▶ OBJECTIVE
Find the line containing "of the distant". Reproduce it and every line after it up to the end of the records, exactly as written.

▶ DATA FOR THIS TASK

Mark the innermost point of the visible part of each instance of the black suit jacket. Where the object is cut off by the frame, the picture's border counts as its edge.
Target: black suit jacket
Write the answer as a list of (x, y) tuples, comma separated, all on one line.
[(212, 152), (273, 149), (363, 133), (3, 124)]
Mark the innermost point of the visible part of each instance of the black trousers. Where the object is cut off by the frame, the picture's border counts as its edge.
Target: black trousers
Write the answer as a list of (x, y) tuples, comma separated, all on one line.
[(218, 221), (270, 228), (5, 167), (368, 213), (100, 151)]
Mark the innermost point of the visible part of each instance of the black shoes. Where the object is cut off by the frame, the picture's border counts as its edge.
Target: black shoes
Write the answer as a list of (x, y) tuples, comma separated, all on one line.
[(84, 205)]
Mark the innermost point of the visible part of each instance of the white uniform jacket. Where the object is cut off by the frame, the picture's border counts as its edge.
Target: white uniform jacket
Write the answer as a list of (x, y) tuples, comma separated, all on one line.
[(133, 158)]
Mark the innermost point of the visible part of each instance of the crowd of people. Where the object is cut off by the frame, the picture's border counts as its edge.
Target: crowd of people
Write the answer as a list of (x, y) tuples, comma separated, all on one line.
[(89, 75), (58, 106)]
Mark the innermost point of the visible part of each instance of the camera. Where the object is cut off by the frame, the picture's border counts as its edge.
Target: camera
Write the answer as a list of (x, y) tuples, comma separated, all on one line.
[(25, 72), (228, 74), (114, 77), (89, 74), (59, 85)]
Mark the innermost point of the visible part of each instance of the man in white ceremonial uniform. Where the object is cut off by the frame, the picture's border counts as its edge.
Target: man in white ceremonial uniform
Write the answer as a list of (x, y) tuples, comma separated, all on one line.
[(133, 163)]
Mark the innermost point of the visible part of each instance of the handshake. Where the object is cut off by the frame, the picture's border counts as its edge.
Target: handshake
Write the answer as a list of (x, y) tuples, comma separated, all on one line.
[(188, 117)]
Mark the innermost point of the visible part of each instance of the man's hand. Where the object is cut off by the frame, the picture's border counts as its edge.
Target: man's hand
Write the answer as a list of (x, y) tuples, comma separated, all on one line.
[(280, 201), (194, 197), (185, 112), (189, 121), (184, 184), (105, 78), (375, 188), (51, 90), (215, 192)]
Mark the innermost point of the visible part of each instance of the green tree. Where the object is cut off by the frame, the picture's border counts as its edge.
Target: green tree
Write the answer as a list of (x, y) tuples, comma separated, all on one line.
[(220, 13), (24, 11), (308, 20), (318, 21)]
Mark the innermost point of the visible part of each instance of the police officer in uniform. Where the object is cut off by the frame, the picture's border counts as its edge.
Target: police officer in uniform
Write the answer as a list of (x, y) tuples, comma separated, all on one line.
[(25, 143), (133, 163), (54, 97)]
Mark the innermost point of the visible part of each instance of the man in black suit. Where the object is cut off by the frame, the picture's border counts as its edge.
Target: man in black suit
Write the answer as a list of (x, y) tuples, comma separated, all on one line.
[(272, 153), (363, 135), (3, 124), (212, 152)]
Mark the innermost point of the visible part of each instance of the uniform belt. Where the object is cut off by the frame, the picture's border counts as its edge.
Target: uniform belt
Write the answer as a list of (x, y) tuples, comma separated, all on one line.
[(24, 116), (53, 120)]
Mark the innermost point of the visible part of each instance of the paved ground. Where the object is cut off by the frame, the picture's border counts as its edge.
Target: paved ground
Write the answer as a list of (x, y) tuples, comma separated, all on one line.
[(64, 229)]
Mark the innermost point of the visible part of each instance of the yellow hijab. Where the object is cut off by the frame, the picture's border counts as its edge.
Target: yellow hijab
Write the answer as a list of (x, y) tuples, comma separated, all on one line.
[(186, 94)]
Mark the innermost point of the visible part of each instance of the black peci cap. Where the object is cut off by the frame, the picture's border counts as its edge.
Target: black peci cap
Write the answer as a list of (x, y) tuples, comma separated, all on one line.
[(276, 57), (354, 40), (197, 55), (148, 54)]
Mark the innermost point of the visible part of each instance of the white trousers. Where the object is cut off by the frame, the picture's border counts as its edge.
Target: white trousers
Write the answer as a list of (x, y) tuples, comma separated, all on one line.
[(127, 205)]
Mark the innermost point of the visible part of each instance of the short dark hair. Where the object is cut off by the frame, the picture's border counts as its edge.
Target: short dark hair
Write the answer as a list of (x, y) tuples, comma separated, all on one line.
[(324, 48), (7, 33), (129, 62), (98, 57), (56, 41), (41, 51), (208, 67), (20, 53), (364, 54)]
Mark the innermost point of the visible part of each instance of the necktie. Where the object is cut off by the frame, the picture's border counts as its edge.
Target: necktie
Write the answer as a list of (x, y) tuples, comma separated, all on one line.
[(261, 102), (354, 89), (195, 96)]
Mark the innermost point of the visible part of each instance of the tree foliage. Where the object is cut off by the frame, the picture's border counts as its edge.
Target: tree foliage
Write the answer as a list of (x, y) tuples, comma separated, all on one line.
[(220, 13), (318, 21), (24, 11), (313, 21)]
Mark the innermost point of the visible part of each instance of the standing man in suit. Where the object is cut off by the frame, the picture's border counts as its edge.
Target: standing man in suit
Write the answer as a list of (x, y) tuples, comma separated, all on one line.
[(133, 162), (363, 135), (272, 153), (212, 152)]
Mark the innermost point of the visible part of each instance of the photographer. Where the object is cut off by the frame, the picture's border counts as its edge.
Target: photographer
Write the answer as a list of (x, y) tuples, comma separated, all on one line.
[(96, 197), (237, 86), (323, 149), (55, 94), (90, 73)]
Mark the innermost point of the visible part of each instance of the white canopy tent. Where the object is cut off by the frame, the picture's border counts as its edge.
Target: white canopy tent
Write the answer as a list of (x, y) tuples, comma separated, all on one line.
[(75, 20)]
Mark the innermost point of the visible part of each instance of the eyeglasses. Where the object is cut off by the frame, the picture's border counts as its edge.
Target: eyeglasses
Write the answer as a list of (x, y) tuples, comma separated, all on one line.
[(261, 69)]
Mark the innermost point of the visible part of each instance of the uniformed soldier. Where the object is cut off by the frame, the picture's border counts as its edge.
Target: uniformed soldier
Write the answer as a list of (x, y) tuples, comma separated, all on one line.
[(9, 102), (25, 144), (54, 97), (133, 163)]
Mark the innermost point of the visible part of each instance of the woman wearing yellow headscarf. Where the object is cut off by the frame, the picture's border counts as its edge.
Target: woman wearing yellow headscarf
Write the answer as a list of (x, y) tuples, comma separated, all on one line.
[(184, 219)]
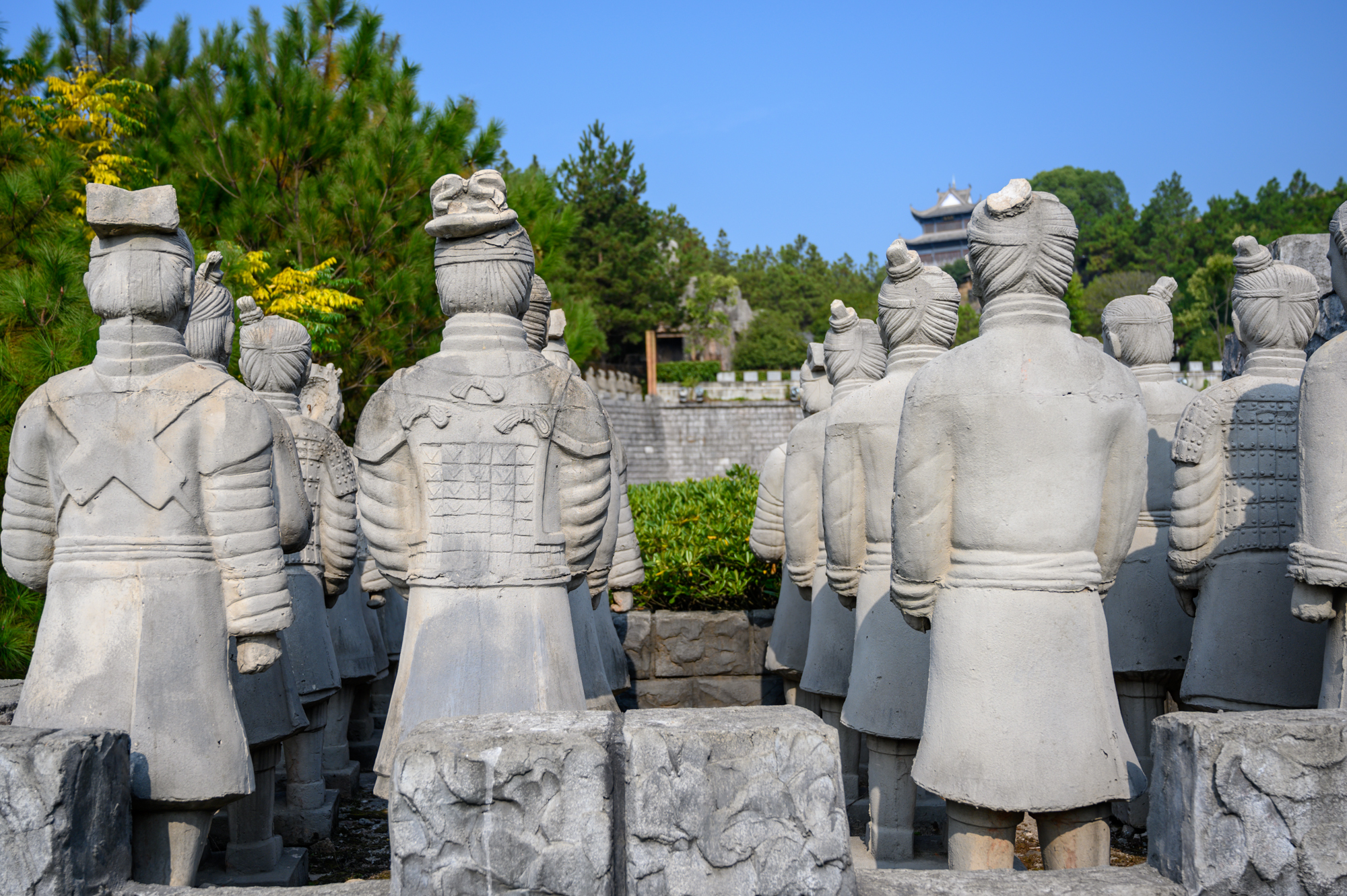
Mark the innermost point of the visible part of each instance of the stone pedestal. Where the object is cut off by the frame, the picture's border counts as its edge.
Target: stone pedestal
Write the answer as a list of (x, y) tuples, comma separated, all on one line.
[(65, 811), (1251, 802)]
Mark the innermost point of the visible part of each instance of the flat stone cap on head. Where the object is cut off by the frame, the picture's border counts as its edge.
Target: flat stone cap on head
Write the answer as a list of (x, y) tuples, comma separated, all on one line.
[(114, 211)]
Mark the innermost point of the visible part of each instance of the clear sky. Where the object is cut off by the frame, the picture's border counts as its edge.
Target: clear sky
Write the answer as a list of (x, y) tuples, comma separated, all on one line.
[(832, 118)]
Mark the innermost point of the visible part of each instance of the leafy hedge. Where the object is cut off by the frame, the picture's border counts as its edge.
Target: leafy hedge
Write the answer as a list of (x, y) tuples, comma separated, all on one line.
[(696, 543), (688, 372)]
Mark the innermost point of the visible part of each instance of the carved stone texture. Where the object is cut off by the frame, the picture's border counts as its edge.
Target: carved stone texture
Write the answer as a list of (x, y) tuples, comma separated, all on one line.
[(735, 801), (1251, 804), (507, 804), (1236, 489), (65, 812)]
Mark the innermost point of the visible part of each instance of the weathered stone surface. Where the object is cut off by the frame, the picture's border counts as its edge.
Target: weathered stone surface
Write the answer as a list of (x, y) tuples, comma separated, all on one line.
[(711, 644), (10, 689), (1139, 881), (635, 629), (744, 801), (65, 811), (1251, 802), (504, 804)]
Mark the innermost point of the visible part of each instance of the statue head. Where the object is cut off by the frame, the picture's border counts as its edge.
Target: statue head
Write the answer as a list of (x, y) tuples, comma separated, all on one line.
[(853, 347), (816, 388), (1276, 306), (275, 354), (211, 324), (141, 261), (484, 261), (1022, 241), (537, 316), (1140, 330), (918, 304), (1338, 250)]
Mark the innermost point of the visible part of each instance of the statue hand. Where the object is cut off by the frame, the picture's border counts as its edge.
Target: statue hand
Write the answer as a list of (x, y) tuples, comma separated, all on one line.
[(258, 653), (1313, 603)]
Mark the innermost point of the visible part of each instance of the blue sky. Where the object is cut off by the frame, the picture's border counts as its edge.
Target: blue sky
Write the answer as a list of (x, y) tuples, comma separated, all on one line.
[(771, 120)]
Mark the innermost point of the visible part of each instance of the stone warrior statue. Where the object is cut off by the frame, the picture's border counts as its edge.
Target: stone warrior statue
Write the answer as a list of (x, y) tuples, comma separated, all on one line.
[(856, 358), (919, 316), (275, 357), (139, 495), (484, 486), (1319, 557), (790, 641), (1020, 475), (1235, 502), (1148, 634), (269, 701)]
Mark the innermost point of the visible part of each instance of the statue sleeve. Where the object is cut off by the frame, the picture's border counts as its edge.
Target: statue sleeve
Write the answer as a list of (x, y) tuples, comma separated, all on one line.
[(1124, 493), (339, 537), (767, 537), (29, 525), (1319, 555), (1197, 495), (844, 508), (240, 518), (923, 506), (390, 506), (803, 493)]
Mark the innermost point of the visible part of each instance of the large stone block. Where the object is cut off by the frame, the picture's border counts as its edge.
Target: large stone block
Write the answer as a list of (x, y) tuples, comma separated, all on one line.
[(711, 644), (735, 801), (1252, 802), (519, 802), (65, 812)]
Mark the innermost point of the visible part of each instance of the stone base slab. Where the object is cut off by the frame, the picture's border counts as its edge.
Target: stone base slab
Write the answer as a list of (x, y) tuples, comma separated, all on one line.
[(306, 827)]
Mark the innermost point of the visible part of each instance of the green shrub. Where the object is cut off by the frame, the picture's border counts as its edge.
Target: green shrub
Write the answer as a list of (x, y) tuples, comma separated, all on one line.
[(696, 544), (688, 372)]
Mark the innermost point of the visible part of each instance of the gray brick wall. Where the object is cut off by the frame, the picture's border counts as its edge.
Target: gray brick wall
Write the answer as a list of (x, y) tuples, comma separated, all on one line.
[(670, 442)]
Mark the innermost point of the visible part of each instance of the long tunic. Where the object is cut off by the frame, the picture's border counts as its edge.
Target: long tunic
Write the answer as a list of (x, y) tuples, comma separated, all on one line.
[(888, 681), (1235, 517), (139, 498), (1020, 475), (1148, 631)]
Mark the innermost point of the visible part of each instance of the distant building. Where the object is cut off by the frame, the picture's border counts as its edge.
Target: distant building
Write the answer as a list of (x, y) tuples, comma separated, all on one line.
[(945, 226)]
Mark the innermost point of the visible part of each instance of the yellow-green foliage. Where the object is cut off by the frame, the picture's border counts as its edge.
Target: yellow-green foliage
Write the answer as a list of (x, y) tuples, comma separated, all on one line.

▶ RESULT FOR THIS TASK
Mark the innermost point of the visible part of each instance of the distant building. Where the object is cut off by the frame, the picture's border counts as its edge.
Target: distant building
Write the answer as a list of (x, y) tuples, comma separated, all on one line.
[(945, 226)]
Mark the innermost point of the visible part of each instance of the yellow-green foliage. Where the object is cut off by the frame, the picture's border counts as its edge.
Target: yellow-green foliage
Write the answer as a list of (x, y) tuples, comma separated, all on one line.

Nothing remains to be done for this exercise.